→ **WHAT TO WORK ON**: Report every line in the entries below that contains the word "image".

→ **DATA IN THIS EXERCISE**:
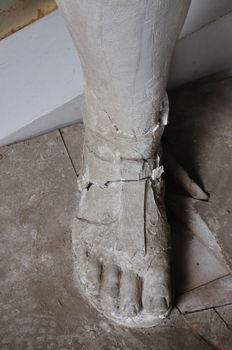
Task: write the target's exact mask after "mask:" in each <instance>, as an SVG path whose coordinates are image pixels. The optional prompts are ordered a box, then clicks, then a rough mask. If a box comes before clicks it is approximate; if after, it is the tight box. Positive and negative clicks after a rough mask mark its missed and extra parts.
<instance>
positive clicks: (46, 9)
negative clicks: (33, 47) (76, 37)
mask: <svg viewBox="0 0 232 350" xmlns="http://www.w3.org/2000/svg"><path fill="white" fill-rule="evenodd" d="M56 9H57V5H56V3H55V1H54V0H13V1H12V0H11V1H10V0H8V1H5V2H4V5H1V2H0V40H2V39H4V38H6V37H7V36H9V35H11V34H13V33H15V32H17V31H18V30H20V29H22V28H24V27H25V26H27V25H29V24H30V23H33V22H35V21H36V20H38V19H40V18H42V17H44V16H46V15H48V14H49V13H51V12H52V11H54V10H56Z"/></svg>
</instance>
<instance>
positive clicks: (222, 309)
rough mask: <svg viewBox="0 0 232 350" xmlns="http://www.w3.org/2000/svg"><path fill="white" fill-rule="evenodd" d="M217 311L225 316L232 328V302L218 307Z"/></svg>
mask: <svg viewBox="0 0 232 350" xmlns="http://www.w3.org/2000/svg"><path fill="white" fill-rule="evenodd" d="M216 311H217V312H218V313H219V315H220V316H221V317H222V318H223V320H224V321H225V322H226V324H227V325H228V326H229V327H230V328H231V329H232V304H231V305H225V306H221V307H218V308H216Z"/></svg>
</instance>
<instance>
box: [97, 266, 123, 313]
mask: <svg viewBox="0 0 232 350" xmlns="http://www.w3.org/2000/svg"><path fill="white" fill-rule="evenodd" d="M119 279H120V270H119V269H118V268H117V266H115V265H112V264H109V265H103V270H102V278H101V291H100V298H101V304H102V306H103V307H104V308H105V309H107V311H108V312H110V313H111V312H112V311H115V309H116V307H117V299H118V293H119Z"/></svg>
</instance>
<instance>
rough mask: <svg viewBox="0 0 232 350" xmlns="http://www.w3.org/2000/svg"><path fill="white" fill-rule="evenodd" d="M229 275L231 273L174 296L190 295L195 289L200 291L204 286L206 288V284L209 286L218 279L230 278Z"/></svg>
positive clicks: (229, 272)
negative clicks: (196, 289) (225, 277)
mask: <svg viewBox="0 0 232 350" xmlns="http://www.w3.org/2000/svg"><path fill="white" fill-rule="evenodd" d="M230 275H231V273H230V272H229V273H227V274H226V275H223V276H220V277H218V278H215V279H214V280H212V281H209V282H207V283H203V284H201V285H200V286H198V287H195V288H192V289H189V290H187V291H186V292H183V293H180V294H177V295H176V296H177V297H180V296H182V295H185V294H188V293H191V292H192V291H194V290H196V289H200V288H201V287H205V286H207V285H208V284H211V283H213V282H216V281H218V280H220V279H222V278H225V277H228V276H230Z"/></svg>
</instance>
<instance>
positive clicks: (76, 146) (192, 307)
mask: <svg viewBox="0 0 232 350" xmlns="http://www.w3.org/2000/svg"><path fill="white" fill-rule="evenodd" d="M231 87H232V79H226V80H221V81H210V80H209V81H204V82H198V83H197V84H196V83H195V84H191V85H188V86H186V87H183V88H182V89H179V90H177V91H175V92H174V93H173V94H172V95H171V98H170V101H171V118H170V124H169V126H168V128H167V131H166V135H165V137H164V147H168V149H171V152H172V156H173V157H174V158H175V160H176V162H178V164H180V165H181V166H182V167H183V168H184V169H185V171H187V172H188V174H189V175H190V176H191V178H192V179H194V181H195V182H196V183H197V184H198V185H199V187H200V188H202V189H203V190H204V192H205V193H209V194H210V197H209V200H208V201H206V200H196V199H193V198H192V197H191V196H190V194H189V193H188V191H187V190H186V186H183V183H182V180H181V179H180V178H178V176H177V178H174V177H173V176H172V172H170V173H168V174H167V175H168V176H167V207H168V216H169V221H170V224H171V227H172V236H173V247H174V248H173V265H174V267H175V294H176V301H175V307H174V309H173V312H172V313H171V315H170V317H169V318H168V319H166V320H164V321H163V322H162V323H161V324H160V325H159V326H157V327H154V328H151V329H147V330H132V329H126V328H124V327H119V326H117V325H115V324H113V323H111V322H110V321H108V320H106V319H104V318H103V317H101V316H100V315H99V314H97V312H95V310H93V309H92V308H91V307H90V306H89V305H87V304H86V303H85V302H84V301H83V300H82V298H81V297H80V296H79V295H78V293H77V291H76V289H75V287H74V285H73V282H72V281H73V278H72V259H71V222H72V218H73V217H74V213H75V207H76V201H78V200H79V197H78V192H77V191H76V180H77V176H78V174H79V171H80V166H81V147H82V142H83V127H82V125H81V124H76V125H74V126H70V127H67V128H64V129H62V130H57V131H54V132H51V133H49V134H46V135H42V136H39V137H37V138H34V139H32V140H29V141H23V142H19V143H17V144H13V145H10V146H5V147H2V148H1V149H0V196H1V201H0V235H1V236H0V259H1V264H0V286H1V288H0V334H1V338H0V344H1V345H0V349H1V350H6V349H7V350H8V349H12V350H27V349H28V350H32V349H33V350H34V349H42V350H45V349H55V350H69V349H70V350H71V349H73V350H85V349H86V350H95V349H96V350H108V349H109V350H132V349H133V350H136V349H138V350H149V349H157V350H159V349H162V350H166V349H167V350H172V349H173V350H176V349H186V348H188V349H189V350H194V349H197V350H204V349H218V350H227V349H231V344H232V333H231V328H232V277H231V274H230V271H231V270H230V269H231V266H232V235H231V224H232V221H231V220H232V219H231V207H232V206H231V204H232V198H231V193H232V184H231V181H230V178H231V171H232V164H231V162H232V157H231V148H232V136H231V131H230V130H231V126H232V125H231V123H232V120H231V111H232V102H231V101H232V98H231V95H232V93H231V91H232V89H231Z"/></svg>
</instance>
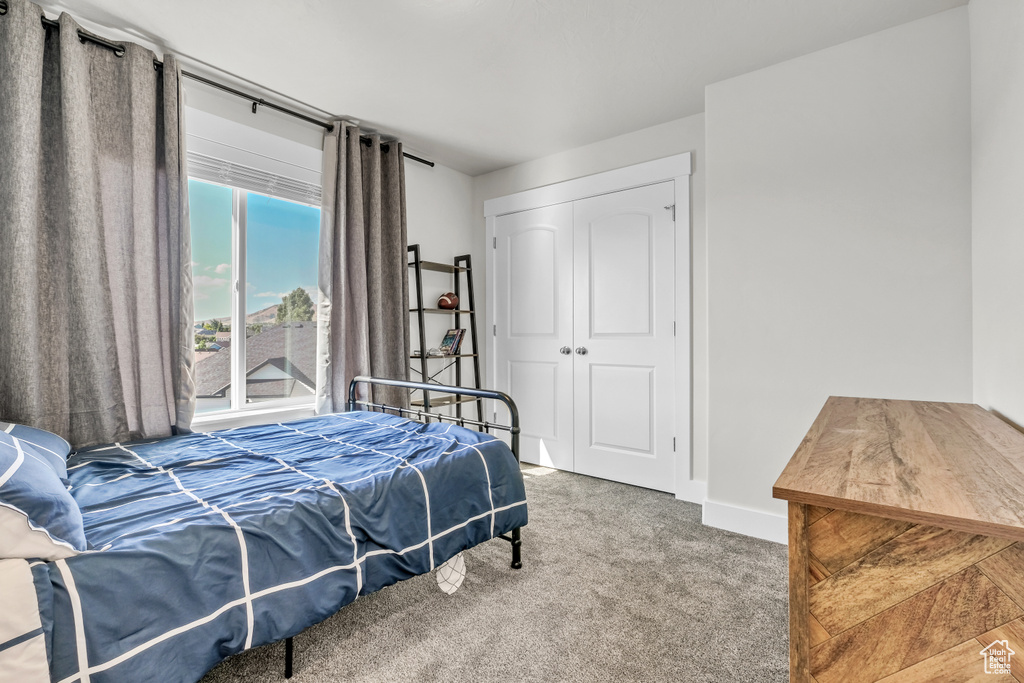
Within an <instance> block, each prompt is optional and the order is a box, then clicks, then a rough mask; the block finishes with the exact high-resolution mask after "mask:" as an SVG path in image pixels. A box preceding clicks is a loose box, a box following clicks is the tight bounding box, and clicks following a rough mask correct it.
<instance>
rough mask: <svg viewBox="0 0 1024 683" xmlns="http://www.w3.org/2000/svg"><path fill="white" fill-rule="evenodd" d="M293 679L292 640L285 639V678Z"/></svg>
mask: <svg viewBox="0 0 1024 683" xmlns="http://www.w3.org/2000/svg"><path fill="white" fill-rule="evenodd" d="M291 677H292V639H291V638H285V678H291Z"/></svg>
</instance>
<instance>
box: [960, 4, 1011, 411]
mask: <svg viewBox="0 0 1024 683" xmlns="http://www.w3.org/2000/svg"><path fill="white" fill-rule="evenodd" d="M969 13H970V17H971V102H972V126H973V130H972V163H971V168H972V174H973V239H974V243H973V256H974V392H975V393H974V400H975V402H977V403H979V404H980V405H982V407H983V408H987V409H991V410H994V411H996V412H997V413H999V414H1001V415H1004V416H1006V417H1007V418H1009V419H1010V420H1012V421H1013V422H1015V423H1017V424H1018V425H1024V2H1020V0H972V2H971V4H970V5H969Z"/></svg>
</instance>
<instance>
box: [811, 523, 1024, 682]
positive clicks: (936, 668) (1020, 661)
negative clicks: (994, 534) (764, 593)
mask: <svg viewBox="0 0 1024 683" xmlns="http://www.w3.org/2000/svg"><path fill="white" fill-rule="evenodd" d="M791 505H793V506H798V505H799V504H791ZM805 507H808V508H809V507H811V506H805ZM798 519H799V520H801V521H803V523H804V524H806V533H805V535H804V536H803V538H802V539H801V542H802V546H803V548H804V551H803V561H804V562H805V563H806V564H805V565H804V566H806V569H805V570H800V569H795V570H794V571H793V572H792V574H791V575H792V577H795V578H801V579H800V580H801V581H806V582H807V602H806V604H807V612H806V613H805V614H804V615H803V617H802V623H801V624H800V625H797V626H798V627H799V628H798V630H802V632H803V635H802V636H801V638H802V642H803V643H806V645H804V646H805V647H809V652H808V655H809V661H808V670H809V671H808V673H809V674H810V677H811V678H809V679H806V680H811V681H816V682H817V683H859V682H861V681H864V682H869V681H881V680H885V681H887V683H905V682H907V681H943V682H946V681H975V680H977V681H987V682H994V681H1000V680H1006V681H1011V680H1018V681H1021V682H1022V683H1024V607H1022V605H1024V543H1021V544H1019V545H1018V544H1015V543H1014V542H1013V541H1008V540H1004V539H994V538H991V537H986V536H980V535H971V533H964V532H962V531H953V530H949V529H943V528H939V527H935V526H927V525H921V524H910V523H907V522H902V521H895V520H891V519H886V518H882V517H874V516H870V515H860V514H857V513H851V512H848V511H842V510H834V511H831V512H828V513H827V514H820V515H815V514H811V513H810V512H805V513H804V514H803V515H799V514H794V515H791V520H792V521H795V522H796V521H797V520H798ZM812 520H813V521H812ZM791 550H792V549H791ZM818 553H820V554H821V555H824V556H825V558H826V559H822V558H821V557H819V556H818ZM829 565H830V566H829ZM794 616H795V618H796V617H797V615H796V614H795V615H794ZM996 640H1006V641H1007V642H1008V643H1009V644H1010V647H1011V648H1012V649H1013V650H1014V651H1015V652H1017V651H1019V652H1020V655H1019V657H1020V659H1019V664H1020V665H1021V666H1020V669H1019V670H1018V663H1017V661H1013V664H1014V671H1015V673H1018V671H1019V672H1020V673H1019V674H1018V675H1019V678H1014V677H1009V676H999V675H992V674H985V670H984V657H983V656H982V654H981V650H982V648H983V647H985V646H987V645H988V644H990V643H991V642H993V641H996ZM981 641H985V642H984V643H982V642H981ZM793 680H805V679H799V678H796V677H794V678H793Z"/></svg>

→ **EXERCISE RESPONSE**:
Task: write the target's exact mask after "mask:" in each <instance>, as an SVG path whose coordinates are image pixels. The optional prompts are ordered a box, then clicks, then a rough mask. If a box comes before clicks it is approximate; if after, it is the tight box. Positive and negative clicks after a rough mask mark its missed and extra parts.
Within an <instance> block, each prompt is optional and the order is a box, then clicks, then a rough mask; the block finishes with the exact high-resolution mask after "mask:" as an SVG path in image pixels. A box preceding clicks is a loose box, a box following clicks is the tight bounding box, and clicks following a rough mask correct it.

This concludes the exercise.